(Beginning of Selected extract)
Associations between ABR rates and potential drivers varied greatly between drug-bacterium pairs.5

  • Antibiotic sales were significantly associated with ABR rates for specific drug-bacterium pairs.
    • Carbapenem-resistant Acinetobacter baumannii: ABR rates were positively correlated with carbapenem sales but inversely correlated with global antibiotic sales.
    • Penicillin-nonsusceptible Streptococcus pneumoniae and macrolide-resistant Streptococcus pneumoniae: ABR rates were positively associated with global antibiotic sales.
  • Meteorological factors were mostly found to be associated with Enterobacteriaceae and Streptococcus pneumoniae drug–bacterium pairs.
    • Average temperature was found to be significantly associated with ABR rates in Enterobacteriaceae drug-bacterium pairs, particularly Escherichia coli and carbapenem-resistant Klebsiella pneumoniae.
    • Extreme climatic events, such as flooding, were positively associated with ABR rates of Escherichia coli and macrolide-resistant Streptococcus pneumoniae, suggesting that natural disasters may contribute to high resistance rates.
    • ABR rates of penicillin-non-susceptible Streptococcus pneumoniae were inversely associated with average relative humidity.
    • Rainfall was negatively associated with ABR rates of fluoroquinolone-resistant Acinetobacter baumannii.
  • Health system quality, as measured by the Global Health Security (GHS) index, has been associated with decreased ABR rates for most drug-bacterium pairs, highlighting the importance of hygiene and infection control measures.
    • The GHS index was inversely associated with ABR rates in all Escherichia coli and Klebsiella pneumoniae drug–bacterium pairs, as well as in Pseudomonas aeruginosa and Acinetobacter baumannii
  • Economic factors, such as GDP per capita, have shown mixed associations with ABR rates, with carbapenem-resistant Acinetobacter baumannii positively associated with GDP per capita, while others showed an inverse association including fluoroquinolone-resistant Pseudomonas aeruginosa and macrolide-resistant Streptococcus pneumoniae.
  • Tourist departures were inversely associated with ABR rates for aminopenicillin-resistant Escherichia coli and carbapenem-resistant Pseudomonas aeruginosa.
(End of Selected extract)
(Beginning of Input data)
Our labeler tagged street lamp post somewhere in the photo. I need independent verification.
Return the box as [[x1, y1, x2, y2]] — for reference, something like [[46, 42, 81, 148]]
(End of Input data)
### What to do
A. Answer these about the passage on drivers of antibiotic resistance:
(i) For carbapenem-resistant Acinetobacter baumannii, ABR rates were inversely correlated with what?
(ii) Which weather measure was inversely associated with ABR rates of penicillin-non-susceptible Streptococcus pneumoniae?
(iii) What index was used to measure health system quality?
B. Switch every "sales" to "consumption" and give the passage on drivers of antibiotic resistance again, starting with "Associations between ABR" and going on through "correlated with global antibiotic sales.".

### Numbered responses
A.
(i) Global antibiotic sales
(ii) Average relative humidity
(iii) The Global Health Security (GHS) index

B.
Associations between ABR rates and potential drivers varied greatly between drug-bacterium pairs.5

  • Antibiotic consumption were significantly associated with ABR rates for specific drug-bacterium pairs.
    • Carbapenem-resistant Acinetobacter baumannii: ABR rates were positively correlated with carbapenem consumption but inversely correlated with global antibiotic consumption.